EXCERPT TO READ:
Alzheimer’s disease (AD) is the most common form of dementia worldwide and the prevalence is expected to double by 2050. Despite robust research, current treatments for AD show limited benefit and novel therapeutics are urgently needed. The Maestro microelectrode array (MEA) platform is uniquely suited for neurodegenerative disease research and therapeutic discovery, enabling scientists to noninvasively measure functional activity in 2D and 3D cell models in vitro over days or months while preserving the complex structure and communication of neuronal networks.
Learn how the Maestro can enhance Alzheimer’s research with these selected publications:
- Elevated ganglioside GM2 activator (GM2A) in human brain tissue reduces neurite integrity and spontaneous neuronal activity
- Lipid accumulation induced by APOE4 impairs microglial surveillance of neuronalnetwork activity
- Increased post-mitotic senescence in aged human neurons is a pathological feature of Alzheimer’s disease
- Mechanisms of hyperexcitability in Alzheimer’s disease hiPSC-derived neurons and cerebral organoids vs isogenic controls
Elevated ganglioside GM2 activator (GM2A) in human brain tissue reduces neurite integrity and spontaneous neuronal activity
Yi-Chen Hsieh, Joseph Negri, et al. Molecular Neurodegeneration. (2022)

INFORMATION SHOWN:

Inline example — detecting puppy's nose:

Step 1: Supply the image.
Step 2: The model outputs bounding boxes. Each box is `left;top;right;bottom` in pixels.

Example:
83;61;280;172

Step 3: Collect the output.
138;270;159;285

TASKS FOR THIS EXERCISE:
(1) Write out the Maestro page's text from "Learn how the" to "Molecular Neurodegeneration. (2022)".
(2) Translate this sentence from the Maestro page into Spanish: "Despite robust research, current treatments for AD show limited benefit and novel therapeutics are urgently needed."
The rows aren't needed for what comes next.

SOLUTION SET:
(1)
Learn how the Maestro can enhance Alzheimer’s research with these selected publications:
- Elevated ganglioside GM2 activator (GM2A) in human brain tissue reduces neurite integrity and spontaneous neuronal activity
- Lipid accumulation induced by APOE4 impairs microglial surveillance of neuronalnetwork activity
- Increased post-mitotic senescence in aged human neurons is a pathological feature of Alzheimer’s disease
- Mechanisms of hyperexcitability in Alzheimer’s disease hiPSC-derived neurons and cerebral organoids vs isogenic controls
Elevated ganglioside GM2 activator (GM2A) in human brain tissue reduces neurite integrity and spontaneous neuronal activity
Yi-Chen Hsieh, Joseph Negri, et al. Molecular Neurodegeneration. (2022)

(2) A pesar de una investigación sólida, los tratamientos actuales para la EA muestran un beneficio limitado y se necesitan con urgencia nuevas terapias.